= TEXT SHOWN =
I went to get my hair done this morning. I was pleased to see a Town & Country magazine on the shelf by the chair. The hairdresser said "I knew you would like that. That's my Mom's favorite magazine."
Her mom is 45.
That's just ducky. But I'm over it now that I typed it.
You know what I'm not over? Being personally attacked. Someone out there really thinks I'm evil and surprisingly, it's not one of my children.
So I talk to myself a lot. "It's OK," I say,"not everyone has to like you." "It's OK, you're still a good person even though this person apparently wants you dead and fired and living in a van down by the river."
Even worse, you extend an olive branch. You try to be the bigger person and they further attack you and use your goodness as an example of more evilness. It's so twisted you are starting to wonder if you're living inside the Old Testament but without the tents. Are people really this awful when they're supposed to be all grown up? Yes, yes they are.

= DATA LINES =
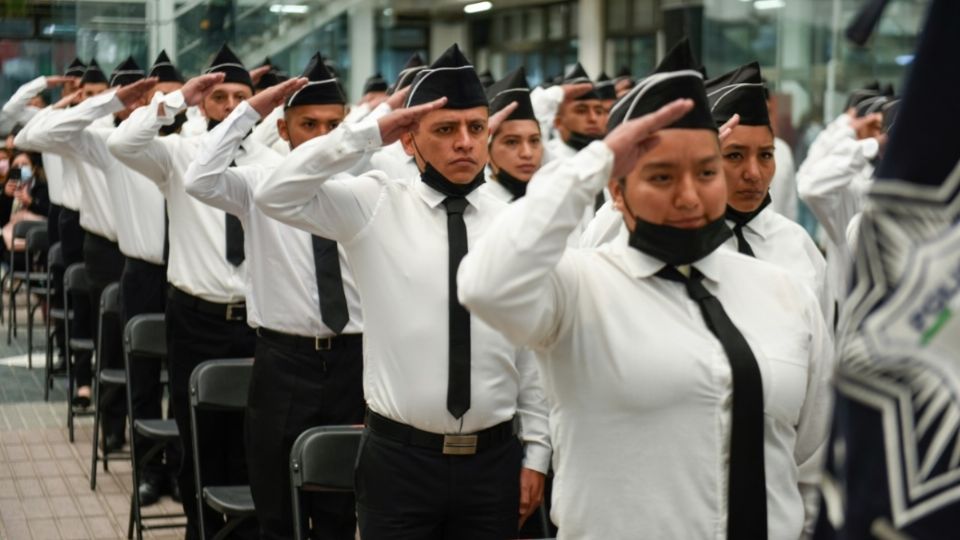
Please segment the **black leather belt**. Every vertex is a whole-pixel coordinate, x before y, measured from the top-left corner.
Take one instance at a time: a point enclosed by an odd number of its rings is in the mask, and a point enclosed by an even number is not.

= EXERCISE TASK 1 =
In the blog post, how old is the hairdresser's mom?
= EXERCISE TASK 2 =
In the blog post, the writer says someone apparently wants them to be in certain states. List every one of those states.
= EXERCISE TASK 3 =
Please copy the stretch of the blog post from "Even worse, you" through "yes they are." word for word.
The material has no connection to the blog post.

= FULL ANSWER 1 =
45

= FULL ANSWER 2 =
Dead, fired, and living in a van down by the river.

= FULL ANSWER 3 =
Even worse, you extend an olive branch. You try to be the bigger person and they further attack you and use your goodness as an example of more evilness. It's so twisted you are starting to wonder if you're living inside the Old Testament but without the tents. Are people really this awful when they're supposed to be all grown up? Yes, yes they are.